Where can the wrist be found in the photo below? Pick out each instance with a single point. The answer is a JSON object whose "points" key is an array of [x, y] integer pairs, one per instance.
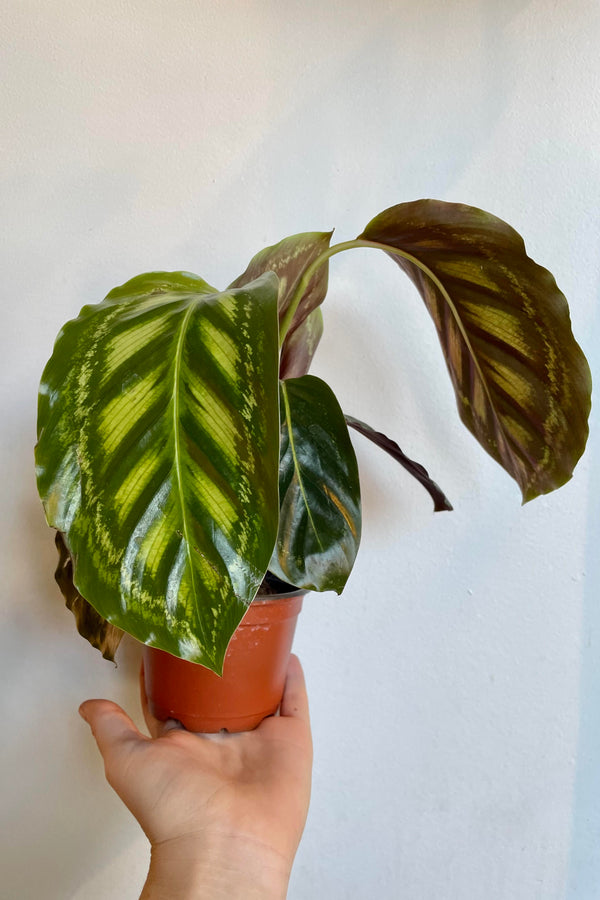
{"points": [[227, 867]]}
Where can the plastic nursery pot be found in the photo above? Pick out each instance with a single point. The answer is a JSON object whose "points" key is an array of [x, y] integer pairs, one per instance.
{"points": [[253, 675]]}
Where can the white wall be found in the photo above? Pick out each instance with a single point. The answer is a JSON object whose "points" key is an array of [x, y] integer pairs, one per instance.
{"points": [[455, 686]]}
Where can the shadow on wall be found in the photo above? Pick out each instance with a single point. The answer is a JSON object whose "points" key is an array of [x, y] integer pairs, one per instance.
{"points": [[342, 173], [584, 861], [59, 816]]}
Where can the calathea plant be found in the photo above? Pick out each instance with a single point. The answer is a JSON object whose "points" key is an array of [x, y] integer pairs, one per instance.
{"points": [[183, 450]]}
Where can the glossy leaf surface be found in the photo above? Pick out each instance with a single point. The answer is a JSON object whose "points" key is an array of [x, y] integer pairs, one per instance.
{"points": [[300, 346], [157, 456], [288, 259], [440, 501], [521, 381], [320, 521]]}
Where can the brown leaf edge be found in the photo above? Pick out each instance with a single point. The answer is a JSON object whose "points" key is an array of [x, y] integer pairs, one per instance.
{"points": [[90, 625]]}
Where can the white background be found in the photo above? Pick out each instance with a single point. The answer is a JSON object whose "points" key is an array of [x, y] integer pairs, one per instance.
{"points": [[455, 687]]}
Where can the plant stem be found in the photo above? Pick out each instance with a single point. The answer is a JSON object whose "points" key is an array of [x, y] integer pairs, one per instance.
{"points": [[339, 248]]}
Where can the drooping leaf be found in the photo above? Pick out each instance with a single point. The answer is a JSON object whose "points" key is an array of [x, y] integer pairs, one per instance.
{"points": [[157, 456], [299, 347], [521, 381], [440, 501], [289, 259], [90, 625], [320, 521]]}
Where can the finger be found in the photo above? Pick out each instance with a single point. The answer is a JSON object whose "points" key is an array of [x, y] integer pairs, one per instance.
{"points": [[295, 700], [111, 726], [155, 726]]}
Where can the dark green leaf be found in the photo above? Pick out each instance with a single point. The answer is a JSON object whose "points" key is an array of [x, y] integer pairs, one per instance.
{"points": [[521, 381], [299, 347], [288, 259], [319, 527], [157, 456], [440, 501]]}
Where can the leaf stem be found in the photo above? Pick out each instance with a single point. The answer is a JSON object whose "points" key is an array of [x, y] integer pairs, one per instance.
{"points": [[339, 248]]}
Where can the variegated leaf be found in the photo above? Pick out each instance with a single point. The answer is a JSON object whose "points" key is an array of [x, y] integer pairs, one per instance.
{"points": [[320, 521], [157, 456], [521, 381], [289, 259]]}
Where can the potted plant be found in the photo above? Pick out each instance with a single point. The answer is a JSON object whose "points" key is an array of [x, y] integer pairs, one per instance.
{"points": [[184, 454]]}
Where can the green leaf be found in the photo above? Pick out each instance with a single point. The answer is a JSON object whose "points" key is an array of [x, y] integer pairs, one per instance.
{"points": [[521, 381], [157, 456], [289, 259], [440, 501], [319, 527]]}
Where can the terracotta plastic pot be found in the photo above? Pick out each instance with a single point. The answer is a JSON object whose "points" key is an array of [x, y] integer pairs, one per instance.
{"points": [[253, 676]]}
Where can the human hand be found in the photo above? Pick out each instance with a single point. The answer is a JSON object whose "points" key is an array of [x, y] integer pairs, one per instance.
{"points": [[224, 813]]}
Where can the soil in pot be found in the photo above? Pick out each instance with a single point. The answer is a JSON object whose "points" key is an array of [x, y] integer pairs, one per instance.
{"points": [[253, 676]]}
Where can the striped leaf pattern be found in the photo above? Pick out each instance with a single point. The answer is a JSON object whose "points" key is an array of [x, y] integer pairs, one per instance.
{"points": [[320, 519], [157, 456], [521, 381], [288, 259]]}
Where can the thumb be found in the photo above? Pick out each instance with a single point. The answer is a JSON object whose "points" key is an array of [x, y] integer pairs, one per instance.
{"points": [[112, 728]]}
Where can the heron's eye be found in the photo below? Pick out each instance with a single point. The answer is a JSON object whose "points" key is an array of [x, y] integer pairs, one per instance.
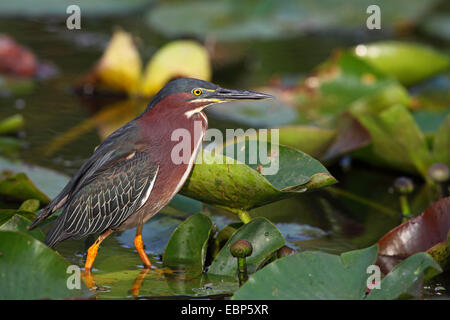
{"points": [[197, 92]]}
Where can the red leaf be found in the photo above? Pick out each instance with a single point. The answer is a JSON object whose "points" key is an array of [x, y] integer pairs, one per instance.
{"points": [[16, 60], [416, 235]]}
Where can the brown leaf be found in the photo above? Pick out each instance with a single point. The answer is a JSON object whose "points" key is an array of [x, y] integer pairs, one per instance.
{"points": [[16, 60], [419, 234]]}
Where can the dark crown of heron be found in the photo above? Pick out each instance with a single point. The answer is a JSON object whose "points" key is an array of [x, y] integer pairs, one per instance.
{"points": [[187, 85]]}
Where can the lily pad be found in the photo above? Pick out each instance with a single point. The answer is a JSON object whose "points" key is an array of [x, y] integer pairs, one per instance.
{"points": [[230, 183], [341, 82], [19, 223], [311, 140], [265, 239], [230, 20], [11, 124], [27, 8], [318, 275], [422, 233], [311, 275], [186, 248], [48, 181], [262, 114], [400, 280], [119, 68], [351, 136], [31, 270], [441, 143], [396, 140], [408, 62], [20, 187]]}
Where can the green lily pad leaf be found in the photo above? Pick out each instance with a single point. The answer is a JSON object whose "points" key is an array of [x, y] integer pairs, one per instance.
{"points": [[237, 20], [265, 239], [262, 114], [223, 236], [186, 248], [409, 63], [429, 121], [311, 140], [16, 86], [11, 124], [351, 136], [441, 143], [20, 187], [311, 275], [399, 281], [10, 146], [437, 25], [19, 223], [6, 214], [228, 182], [343, 81], [26, 8], [396, 140], [31, 270], [48, 181]]}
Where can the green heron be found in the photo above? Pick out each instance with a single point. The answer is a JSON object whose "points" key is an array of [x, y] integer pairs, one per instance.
{"points": [[131, 175]]}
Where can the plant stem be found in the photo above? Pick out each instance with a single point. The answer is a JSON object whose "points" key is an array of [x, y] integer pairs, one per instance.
{"points": [[404, 205], [242, 271], [244, 216]]}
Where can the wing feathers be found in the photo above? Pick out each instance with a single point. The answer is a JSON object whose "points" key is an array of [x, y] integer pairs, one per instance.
{"points": [[107, 199]]}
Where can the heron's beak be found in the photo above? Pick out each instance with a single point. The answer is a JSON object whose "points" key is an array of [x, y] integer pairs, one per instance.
{"points": [[228, 95]]}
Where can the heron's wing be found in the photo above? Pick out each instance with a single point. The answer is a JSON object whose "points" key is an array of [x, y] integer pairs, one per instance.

● Task description:
Write the records out in full, word for word; leave every picture behind.

● Response below:
Where can the wrist be found in the photo below? Pick out each instance with a single point. The answer is a JSON object whose "points" key is an array of [x, y] integer pairs, one per instance.
{"points": [[227, 867]]}
Where can the plastic nursery pot be found in the photo above? Pick out each instance with a single point. The answer is a JSON object whose "points" key is an array of [x, y] integer pairs, one per instance.
{"points": [[253, 675]]}
Where can the white wall be found in the photo above? Pick out each instance with a single point. The answer is a JSON object whose "points" key is an array of [x, y] integer pairs, one per instance.
{"points": [[455, 686]]}
Where can the shadow on wall be found in the photo above? Pick out each instance with a single point. The answer is a JSON object whose "points" key is an array of [x, y] integer pairs, one per instance.
{"points": [[342, 173], [584, 861], [59, 816]]}
Where can the calathea plant be found in the photo above? Pick out each instance with a single point. The answer is a JSON object whose "points" key is an array of [x, y] integer pairs, one per instance.
{"points": [[183, 450]]}
Where can the glossy leaf surface be found in the photo above? Pick out each instance with a single point. The answer is a JSON object whose "points" key is an array of [x, y] integer pairs, one per instance.
{"points": [[300, 346], [157, 456], [288, 259], [440, 501], [521, 381], [320, 521]]}
Where can the brown leaf edge be found in the photo above? Pick out each instance with a single point. The answer is a JSON object whose "points" key is an array of [x, y] integer pairs, one per instance.
{"points": [[90, 625]]}
Where can the white background be found in the photo above? Pick out each instance with a single point. The answer is a JSON object whose "points" key is an array of [x, y] integer pairs, one per instance.
{"points": [[455, 687]]}
Where can the plant stem be found in the photo above? Pick out each instance with a single point. The answer is a JSON object whose "points" key is an array of [x, y] integer pairs, one per instance.
{"points": [[339, 248]]}
Where can the drooping leaf be found in the photo above? Pick out each instance with a single point. The answer is a JSON object whose "points" key is an array of [x, y] integer pairs, one per instance.
{"points": [[157, 456], [299, 347], [521, 381], [440, 501], [289, 259], [90, 625], [320, 521]]}
Where can the finger be found in the photo above? Pick out each instance with a single point. The answer is a JSON object whose "points" key is an array of [x, y] integer pairs, one per instance.
{"points": [[295, 700], [111, 726], [155, 726]]}
Where can the dark green leaf be found in the photo above? Pick out each instance with a single point. The answer is a JSON object whose "points" key is an array of [x, y] integer pairs, one per instance.
{"points": [[521, 381], [299, 347], [288, 259], [319, 527], [157, 456], [440, 501]]}
Where can the leaf stem be found in the photo above? Pick out each instance with a single point. The answer is a JSON object whose "points" key is an array of [x, y] integer pairs, one per instance.
{"points": [[339, 248]]}
Where can the variegated leaf be found in the photo above? Pick out each instance with a single point. The answer is a JSON object whose "points" key is an array of [x, y] integer pairs, one per instance.
{"points": [[320, 521], [157, 456], [521, 381], [289, 259]]}
Where can the potted plant be found in the photo above? Pick out each instance with a single point. The answer is a JSON object whose "points" key is an array of [x, y] integer pairs, one per instance.
{"points": [[184, 454]]}
Where can the green leaf be found in the photo above? Pick out each instance with a single point. The answer is a JSON object whose "points" key is an array of [x, y] integer pairs, one per instance.
{"points": [[521, 381], [157, 456], [289, 259], [440, 501], [319, 527]]}
Where can the terracotta plastic pot be found in the photo above? Pick out each instance with a single point. The answer is a JSON object whose "points" key is an array of [x, y] integer pairs, one per instance.
{"points": [[253, 676]]}
Where can the human hand be found in the photo above? Pick out each instance with a single point. The answer is a JSON object whose "points" key is an array of [x, y] integer pairs, one per instance.
{"points": [[224, 813]]}
Where can the soil in pot be found in the photo above? Pick out each instance with a single point. The answer is a JSON object whose "points" key is an array of [x, y] integer pairs, one per instance.
{"points": [[253, 676]]}
Where can the striped leaf pattern be found in the photo above? Pick out each instance with a single point. The answer is a JSON object whose "points" key is an array of [x, y] integer pairs, one per instance.
{"points": [[320, 519], [157, 456], [521, 381], [288, 259]]}
Where can the thumb be found in the photo above? Pick out each instance with a single point. The answer is a JSON object whose "points" key is an array of [x, y] integer pairs, one per instance.
{"points": [[112, 728]]}
Where can the heron's eye be found in the photo below? Pick out each instance with a single point. The answer is a JSON object whose "points" key is an array of [x, y] integer pairs, one per instance.
{"points": [[197, 92]]}
Where can the red leaf be found in the photo above? Pick out each instance with a single point. The answer is a JSON object whose "points" key is an array of [x, y] integer pairs, one per instance.
{"points": [[16, 60], [416, 235]]}
Where can the brown leaf be found in the photo above? Pick out each instance with a single point. The answer is a JSON object whose "points" key is an array of [x, y] integer pairs, one per instance.
{"points": [[16, 60], [419, 234]]}
Where can the dark crown of heron be found in the photo above? Pick out each instance with a single point. The answer is a JSON object whose "points" key is an array of [x, y] integer pairs, one per instance.
{"points": [[187, 85]]}
Where can the lily pad be found in the photo above? Pick out each instance with a single point. The answer is a JSON object whose "points" key is an array of [x, y] integer pairs, one per instance.
{"points": [[230, 183], [341, 82], [19, 223], [311, 140], [265, 239], [230, 20], [11, 124], [27, 8], [318, 275], [422, 233], [311, 275], [186, 248], [48, 181], [262, 114], [400, 280], [119, 68], [351, 136], [31, 270], [441, 143], [396, 140], [408, 62], [20, 187]]}
Where can the green lily pad leaf be found in the photo above? Pick out each instance with a single point. The answer is a JSON object whose "points" key is an array of [x, y] integer pairs, one per instance.
{"points": [[237, 20], [265, 239], [262, 114], [223, 236], [186, 248], [409, 63], [429, 121], [311, 140], [16, 86], [11, 124], [351, 136], [441, 143], [20, 187], [311, 275], [399, 281], [10, 146], [437, 25], [19, 223], [6, 214], [228, 182], [343, 81], [26, 8], [396, 140], [31, 270], [48, 181]]}
Where can the green heron be found in the photo above? Pick out each instance with a single point. The answer is a JSON object whose "points" key is an array of [x, y] integer pairs, one per instance.
{"points": [[131, 175]]}
Where can the plant stem be found in the photo above? Pick out each instance with a single point. The answer is a JSON object whose "points" key is an array of [x, y] integer pairs, one per instance.
{"points": [[404, 205], [242, 271], [244, 216]]}
Where can the wing feathers be found in the photo above? Pick out each instance with a single point. The answer is a JSON object whose "points" key is an array of [x, y] integer pairs, one per instance.
{"points": [[107, 199]]}
Where can the heron's beak be found in the photo above? Pick out each instance with a single point. The answer is a JSON object whose "points" key is an array of [x, y] integer pairs, one per instance.
{"points": [[228, 95]]}
Where can the heron's wing be found in the photo above? Pick out each instance with a single point. The answer is a JSON object whose "points" key is an array of [x, y] integer pairs, one per instance.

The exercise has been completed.